* Activity *
A partial copy is required: transcribe exactly the lines from the one containing "of the dark" through the last line below, without any pictures.

Segment Open

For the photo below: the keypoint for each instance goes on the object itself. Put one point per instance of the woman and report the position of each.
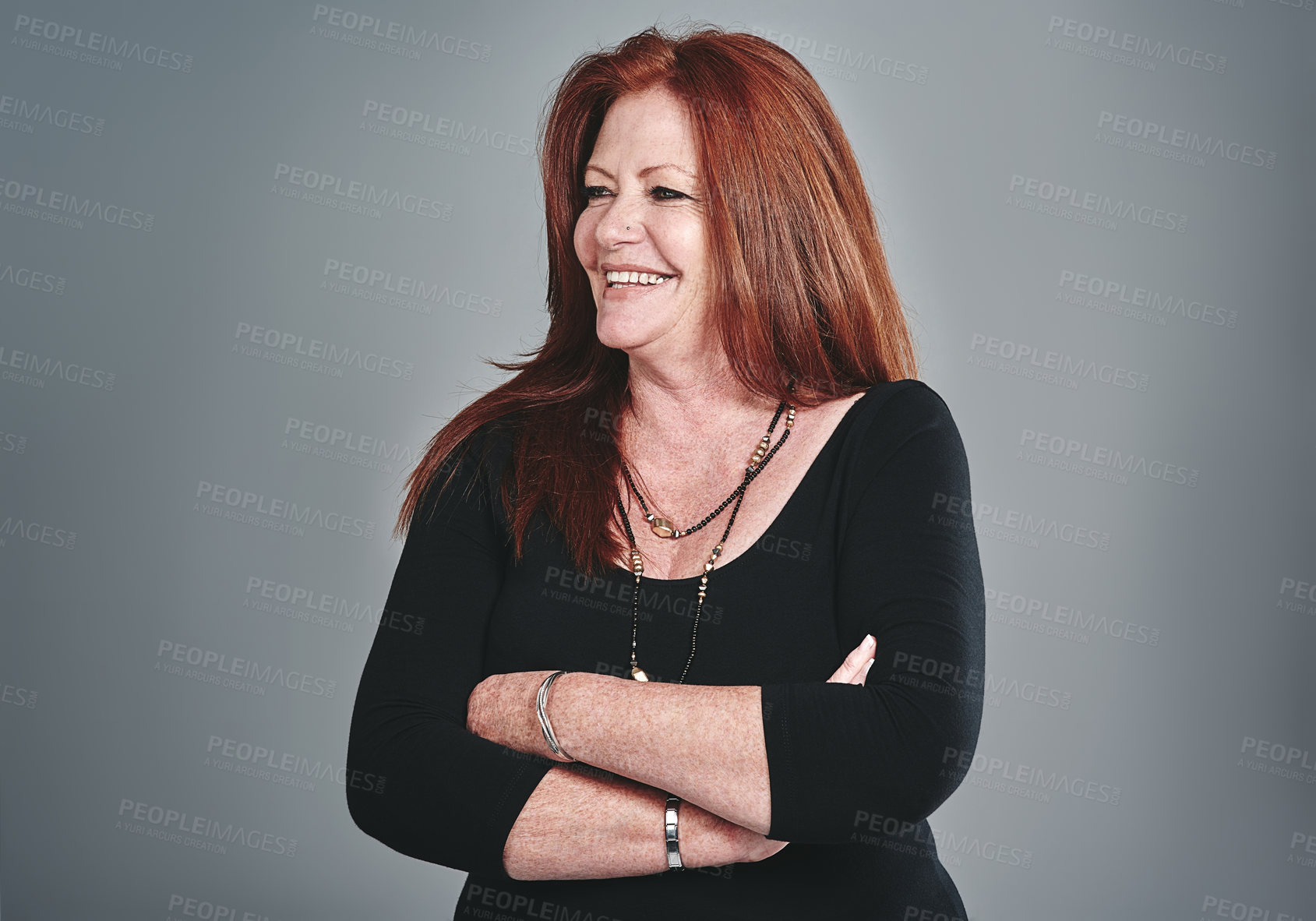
(594, 661)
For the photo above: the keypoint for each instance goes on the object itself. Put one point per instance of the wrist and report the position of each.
(707, 840)
(546, 704)
(563, 709)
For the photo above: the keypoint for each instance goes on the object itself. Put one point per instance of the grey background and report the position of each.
(1211, 571)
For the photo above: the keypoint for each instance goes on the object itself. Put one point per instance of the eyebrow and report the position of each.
(643, 173)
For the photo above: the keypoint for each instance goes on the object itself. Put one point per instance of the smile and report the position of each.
(626, 279)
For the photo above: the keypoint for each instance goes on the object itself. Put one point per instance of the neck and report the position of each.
(676, 403)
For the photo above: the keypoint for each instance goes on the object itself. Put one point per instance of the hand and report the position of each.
(855, 670)
(502, 709)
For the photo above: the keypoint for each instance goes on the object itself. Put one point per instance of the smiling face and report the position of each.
(644, 213)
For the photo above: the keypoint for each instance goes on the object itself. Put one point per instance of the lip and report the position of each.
(628, 267)
(637, 291)
(640, 290)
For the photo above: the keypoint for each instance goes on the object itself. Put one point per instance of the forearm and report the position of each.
(586, 824)
(702, 743)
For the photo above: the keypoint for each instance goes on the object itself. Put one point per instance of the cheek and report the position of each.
(584, 237)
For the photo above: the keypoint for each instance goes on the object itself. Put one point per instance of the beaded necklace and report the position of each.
(664, 528)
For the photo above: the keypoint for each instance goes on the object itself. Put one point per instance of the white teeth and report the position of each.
(636, 278)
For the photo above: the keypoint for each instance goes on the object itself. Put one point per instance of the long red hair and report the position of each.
(803, 288)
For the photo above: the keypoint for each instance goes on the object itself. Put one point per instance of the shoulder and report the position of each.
(901, 418)
(895, 405)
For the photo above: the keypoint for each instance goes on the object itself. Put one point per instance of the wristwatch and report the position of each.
(672, 845)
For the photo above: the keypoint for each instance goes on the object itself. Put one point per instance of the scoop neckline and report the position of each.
(781, 515)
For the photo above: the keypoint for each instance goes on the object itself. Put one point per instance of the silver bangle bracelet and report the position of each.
(540, 701)
(670, 835)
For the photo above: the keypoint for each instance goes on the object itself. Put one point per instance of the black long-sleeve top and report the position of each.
(877, 538)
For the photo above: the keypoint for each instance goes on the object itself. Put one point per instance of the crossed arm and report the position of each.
(603, 816)
(456, 798)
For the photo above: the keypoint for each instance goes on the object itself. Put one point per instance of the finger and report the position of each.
(856, 661)
(863, 676)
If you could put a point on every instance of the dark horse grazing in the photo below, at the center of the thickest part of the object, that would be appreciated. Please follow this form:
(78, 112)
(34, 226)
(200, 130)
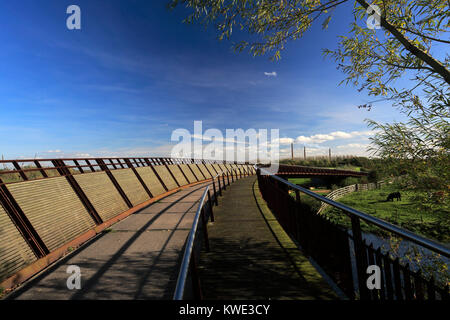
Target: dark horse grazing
(393, 195)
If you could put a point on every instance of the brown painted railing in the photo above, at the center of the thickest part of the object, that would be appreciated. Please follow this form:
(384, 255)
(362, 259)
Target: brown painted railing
(344, 253)
(41, 197)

Segment Closed

* Response area *
If you could put a point on every instance of the dark horse grazing in the photo below, at the center of the thickest part of the object, that would be appreciated. Please follow this form:
(78, 112)
(34, 226)
(200, 130)
Target: dark horse grazing
(393, 195)
If you could put a point on every instance of the brown painted railing in the photo above, at the center of the thickest part of the object, that would be appreciated. Please follow this form:
(384, 255)
(362, 259)
Target: brown painted railing
(344, 253)
(41, 197)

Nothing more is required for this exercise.